:: Document excerpt ::
This reading also reminds us of the millions of women around the world who even now in the 21st century lack the most basic human rights. The story of Susanna continues to be repeated around the world, but for most of these women there is no Daniel. The rest of the populace around them is too beaten down and terrorized by their own leaders to speak up.

Daniel heard that voice of God deep within his heart. He knew what was right. He had the power to change the outcome and he recognized his moral responsibility. Was he sure he would prevail in court? No, but he did what he could.

Let us pray that God will continue to inspire new Daniels and that the Daniels of our age have that same courage.

Wednesday, April 6, 2011

Mothers and Fathers

Today's readings use images of mothers and fathers, both painful and loving. The first reading poses the famous rhetorical question, "Could a mother forget her child?" While we would like to tell ourselves "Of course not", we know that the answer is yes. Each day around the world children are abandoned by their parents or worse. While the news would have us focus on sexual abuse of minors by priests, the vast majority of children abused in our world are abused by those much closer to them, parents and other relative and family friends. Most of this abuse will never be reported or even spoken of.

The wounds inflicted on these children, often invisible to the eye, are deepened by the fact that they are inflicted by those whom the child innately trusted. They leave the victim feeling isolated from the world.

There are those who will say that nothing can heal these wounds. If that is true, then the gospel is a lie. The good news of Jesus Christ is that with God all things are possible. In the gospel today we are reminded not only of the unity between Jesus and God, his father, but also of the loving father we have in God. As brothers and sisters in Christ we have the perfect mother, the blessed virgin Mary. For the Christian, these are not simply pious platitudes, but real relationships. No matter how dysfunctional our biological family may be these readings remind us that we are part of another family, and there is no limit to the power of God's love.

Tuesday, April 5, 2011

Do you want to be well?

In today's gospel Jesus asks the critical question of the man sitting by the pool, "Do you want to be well?" Even more interesting is the fact that the man never answers the question. It's a simple yes or no question. Jesus ends up having to simply command him to get up take his mat and go home.

Do we really want to be well? If we were truly well, embracing the gospel fully, each day living as Christians, imagine how it would change our life.
What truly sinful pleasures would you have to give up? What would you have to give up for the poor? What sacrifices would be required?

The sad truth is that many of us really want to be just good enough. We want comfortable Christianity. We tell ourselves that sin is inevitable, forgetting that we have been set free. We tell ourselves that our sins are really mortal sins. That's old-fashioned. We think all be forgiven, simply because god loves is. We forget that the God of love is the one who taught us that from the one to whom much is given much will be expected.

We need to believe the paradox of the gospel, and trust the good news enough to embrace the gospel fully.

Do you really want to be well?

Monday, April 4, 2011

The Power of Faith

In today's gospel the royal official comes to Jesus on behalf of his sick son asking to come that his son may be healed. Like most of his time, he believe that Jesus would lay hands on him pray over him, give some instruction: in short, do something. Instead Jesus simply tells him to go home, his son will live.

The official's response is reminiscent of the call of Abraham, who went told to go simply left, no debate, no questions, no doubt. Both men trust the words, the words of God the Father, the words of Jesus Christ. John's gospel begins "In the beginning was the word..."

Do we still have that faith in the simple power of words. Each time we celebrate the Eucharist, it is the words of Christ that change mere bread and wine into the Body and Blood of Christ. Do we still have the faith of the royal official?

:: Record extracts ::
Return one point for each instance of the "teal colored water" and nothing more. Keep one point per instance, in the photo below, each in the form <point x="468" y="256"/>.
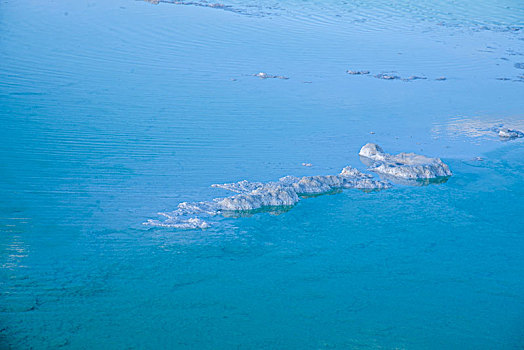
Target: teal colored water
<point x="113" y="111"/>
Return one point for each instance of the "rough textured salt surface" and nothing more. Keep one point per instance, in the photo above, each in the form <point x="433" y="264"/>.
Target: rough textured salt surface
<point x="285" y="192"/>
<point x="288" y="190"/>
<point x="403" y="165"/>
<point x="510" y="134"/>
<point x="263" y="75"/>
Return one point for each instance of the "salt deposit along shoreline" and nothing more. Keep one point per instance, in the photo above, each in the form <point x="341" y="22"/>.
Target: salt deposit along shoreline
<point x="289" y="190"/>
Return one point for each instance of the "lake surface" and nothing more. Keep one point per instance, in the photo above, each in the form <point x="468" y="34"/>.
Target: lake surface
<point x="113" y="111"/>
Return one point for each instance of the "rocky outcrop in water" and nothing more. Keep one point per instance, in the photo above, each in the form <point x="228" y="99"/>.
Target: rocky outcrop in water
<point x="403" y="165"/>
<point x="288" y="190"/>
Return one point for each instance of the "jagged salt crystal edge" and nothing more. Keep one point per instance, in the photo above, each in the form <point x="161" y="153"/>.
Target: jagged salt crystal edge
<point x="287" y="191"/>
<point x="256" y="195"/>
<point x="403" y="165"/>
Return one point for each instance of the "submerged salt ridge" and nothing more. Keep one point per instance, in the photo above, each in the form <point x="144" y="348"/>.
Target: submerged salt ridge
<point x="288" y="190"/>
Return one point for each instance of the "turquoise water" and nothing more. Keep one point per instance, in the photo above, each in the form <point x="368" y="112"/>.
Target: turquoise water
<point x="113" y="111"/>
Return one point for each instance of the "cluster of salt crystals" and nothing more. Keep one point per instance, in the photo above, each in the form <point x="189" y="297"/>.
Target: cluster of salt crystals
<point x="288" y="190"/>
<point x="403" y="165"/>
<point x="256" y="195"/>
<point x="506" y="133"/>
<point x="263" y="75"/>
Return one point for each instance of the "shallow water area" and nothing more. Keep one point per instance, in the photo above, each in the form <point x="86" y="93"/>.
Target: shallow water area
<point x="113" y="111"/>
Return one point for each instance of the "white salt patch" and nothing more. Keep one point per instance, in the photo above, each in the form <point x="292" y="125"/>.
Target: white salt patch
<point x="403" y="165"/>
<point x="285" y="192"/>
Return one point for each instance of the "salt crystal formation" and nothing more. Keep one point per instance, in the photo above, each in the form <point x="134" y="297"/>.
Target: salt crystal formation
<point x="403" y="165"/>
<point x="506" y="133"/>
<point x="288" y="190"/>
<point x="263" y="75"/>
<point x="257" y="195"/>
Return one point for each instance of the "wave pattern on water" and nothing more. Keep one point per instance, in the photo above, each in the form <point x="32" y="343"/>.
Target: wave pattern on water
<point x="499" y="16"/>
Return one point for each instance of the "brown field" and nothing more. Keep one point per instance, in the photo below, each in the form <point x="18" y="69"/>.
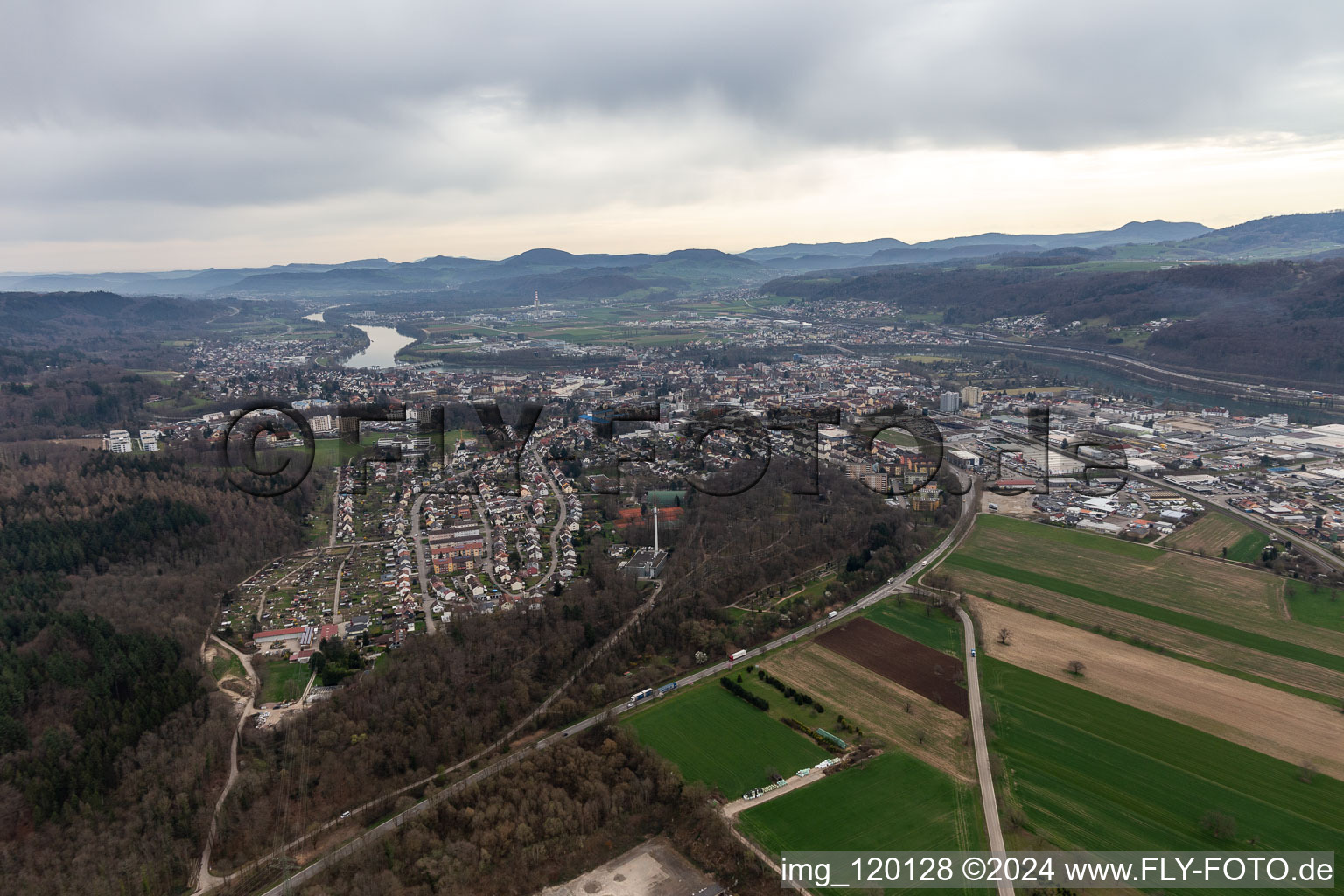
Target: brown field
<point x="1191" y="644"/>
<point x="877" y="705"/>
<point x="1211" y="535"/>
<point x="1266" y="720"/>
<point x="907" y="662"/>
<point x="1248" y="599"/>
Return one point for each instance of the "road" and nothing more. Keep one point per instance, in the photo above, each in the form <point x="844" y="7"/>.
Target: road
<point x="426" y="598"/>
<point x="977" y="731"/>
<point x="205" y="880"/>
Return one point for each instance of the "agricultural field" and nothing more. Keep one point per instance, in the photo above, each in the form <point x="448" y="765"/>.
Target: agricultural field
<point x="1314" y="605"/>
<point x="281" y="680"/>
<point x="721" y="740"/>
<point x="892" y="802"/>
<point x="1216" y="599"/>
<point x="877" y="705"/>
<point x="902" y="660"/>
<point x="1218" y="532"/>
<point x="225" y="662"/>
<point x="1092" y="773"/>
<point x="1278" y="724"/>
<point x="915" y="620"/>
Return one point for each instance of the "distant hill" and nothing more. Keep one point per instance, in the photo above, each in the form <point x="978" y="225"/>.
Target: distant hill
<point x="1281" y="318"/>
<point x="892" y="251"/>
<point x="1277" y="236"/>
<point x="1281" y="236"/>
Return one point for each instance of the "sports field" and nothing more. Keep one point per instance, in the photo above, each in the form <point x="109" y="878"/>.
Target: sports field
<point x="1216" y="599"/>
<point x="722" y="740"/>
<point x="1218" y="532"/>
<point x="1092" y="773"/>
<point x="894" y="802"/>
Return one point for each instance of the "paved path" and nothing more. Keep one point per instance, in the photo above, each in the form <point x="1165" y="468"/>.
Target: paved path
<point x="977" y="731"/>
<point x="205" y="880"/>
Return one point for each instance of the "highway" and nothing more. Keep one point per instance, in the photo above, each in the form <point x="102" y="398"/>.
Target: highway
<point x="1253" y="520"/>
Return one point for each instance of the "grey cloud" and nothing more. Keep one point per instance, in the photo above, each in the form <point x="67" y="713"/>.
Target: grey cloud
<point x="241" y="103"/>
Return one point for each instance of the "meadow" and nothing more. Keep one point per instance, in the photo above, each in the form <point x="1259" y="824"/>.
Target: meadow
<point x="1218" y="532"/>
<point x="1090" y="773"/>
<point x="913" y="620"/>
<point x="721" y="740"/>
<point x="892" y="802"/>
<point x="1222" y="601"/>
<point x="283" y="680"/>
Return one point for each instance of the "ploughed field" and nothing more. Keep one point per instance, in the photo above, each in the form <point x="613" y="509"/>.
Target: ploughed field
<point x="910" y="664"/>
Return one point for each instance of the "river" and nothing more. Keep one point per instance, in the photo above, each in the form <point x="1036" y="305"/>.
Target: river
<point x="383" y="344"/>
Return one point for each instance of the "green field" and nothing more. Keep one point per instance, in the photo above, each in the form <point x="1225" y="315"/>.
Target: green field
<point x="722" y="740"/>
<point x="1092" y="773"/>
<point x="1218" y="532"/>
<point x="1318" y="606"/>
<point x="225" y="664"/>
<point x="283" y="680"/>
<point x="933" y="630"/>
<point x="1221" y="601"/>
<point x="894" y="802"/>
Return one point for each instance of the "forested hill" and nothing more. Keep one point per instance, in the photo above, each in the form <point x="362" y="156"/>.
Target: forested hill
<point x="1283" y="318"/>
<point x="110" y="572"/>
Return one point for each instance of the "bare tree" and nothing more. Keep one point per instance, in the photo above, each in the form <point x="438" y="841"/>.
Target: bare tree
<point x="1219" y="823"/>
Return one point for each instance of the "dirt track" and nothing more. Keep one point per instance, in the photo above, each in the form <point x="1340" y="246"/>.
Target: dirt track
<point x="1264" y="719"/>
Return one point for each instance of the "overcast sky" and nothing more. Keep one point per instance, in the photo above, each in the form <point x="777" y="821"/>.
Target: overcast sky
<point x="138" y="136"/>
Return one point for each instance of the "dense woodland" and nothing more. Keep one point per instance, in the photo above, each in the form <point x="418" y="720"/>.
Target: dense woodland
<point x="549" y="818"/>
<point x="110" y="739"/>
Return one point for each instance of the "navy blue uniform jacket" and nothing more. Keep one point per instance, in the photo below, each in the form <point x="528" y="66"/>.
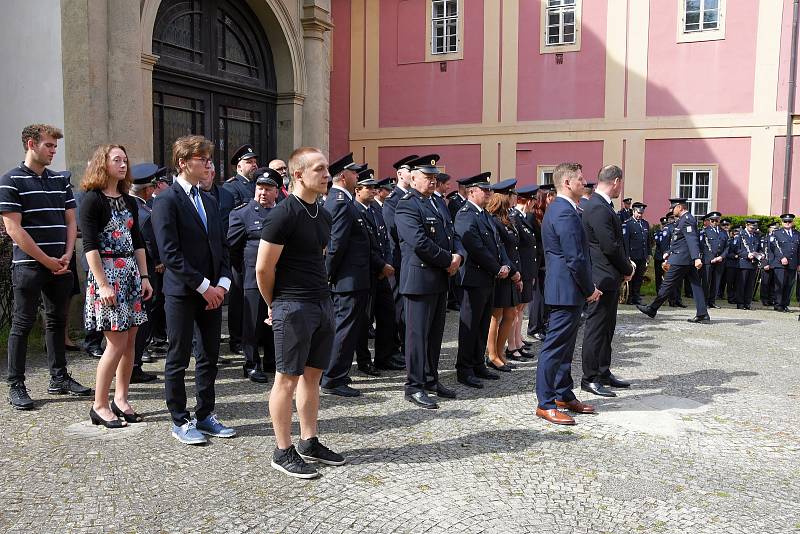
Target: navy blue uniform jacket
<point x="187" y="250"/>
<point x="566" y="251"/>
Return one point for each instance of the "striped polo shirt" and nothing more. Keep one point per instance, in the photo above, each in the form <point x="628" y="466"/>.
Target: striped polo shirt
<point x="42" y="201"/>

:: Brief ::
For each statement, say yes or no to whether the daily reflections above support it, and quote the words that decide it. 1. The man by the pool answers Jesus's question. 2. The reflections say most abused children are abused by people close to them. 3. The reflections call the blessed virgin Mary the perfect mother.

:: Task result ::
1. No: "the man never answers the question."
2. Yes: "the vast majority of children abused in our world are abused by those much closer to them, parents and other relative and family friends."
3. Yes: "As brothers and sisters in Christ we have the perfect mother, the blessed virgin Mary."